Information given START
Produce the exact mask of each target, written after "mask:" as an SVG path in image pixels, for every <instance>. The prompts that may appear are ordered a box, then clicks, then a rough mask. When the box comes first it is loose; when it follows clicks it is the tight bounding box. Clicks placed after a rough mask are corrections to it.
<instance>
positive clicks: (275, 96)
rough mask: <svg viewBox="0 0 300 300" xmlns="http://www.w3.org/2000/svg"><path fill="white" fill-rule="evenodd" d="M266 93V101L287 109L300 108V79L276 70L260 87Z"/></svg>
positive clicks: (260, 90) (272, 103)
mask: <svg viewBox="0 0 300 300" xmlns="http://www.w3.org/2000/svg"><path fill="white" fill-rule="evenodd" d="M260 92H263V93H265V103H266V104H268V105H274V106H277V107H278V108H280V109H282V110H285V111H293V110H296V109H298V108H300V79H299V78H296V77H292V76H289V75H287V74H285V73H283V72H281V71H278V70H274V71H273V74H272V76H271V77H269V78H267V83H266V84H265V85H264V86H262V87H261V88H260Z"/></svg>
Information given END
How to complete this task: Put every line of the records above into a numbered list, leaving out any blank lines.

Your response:
1. Produce the exact mask of each target, written after "mask:" as an SVG path in image pixels, for every <instance>. The prompts that may appear are ordered a box, then clicks, then a rough mask. When the box comes first it is loose; when it follows clicks it is the tight bounding box. Clicks placed after a rough mask are corrections to it.
2. <instance>
3. positive clicks: (275, 96)
4. rough mask: <svg viewBox="0 0 300 300" xmlns="http://www.w3.org/2000/svg"><path fill="white" fill-rule="evenodd" d="M266 93V101L287 109L300 108V79L276 70L260 87Z"/></svg>
5. positive clicks: (260, 90) (272, 103)
6. mask: <svg viewBox="0 0 300 300" xmlns="http://www.w3.org/2000/svg"><path fill="white" fill-rule="evenodd" d="M260 92H263V93H265V103H266V104H268V105H274V106H277V107H278V108H280V109H282V110H285V111H293V110H296V109H298V108H300V79H299V78H296V77H292V76H289V75H287V74H285V73H283V72H281V71H278V70H274V71H273V74H272V76H271V77H269V78H267V83H266V84H265V85H264V86H262V87H261V88H260Z"/></svg>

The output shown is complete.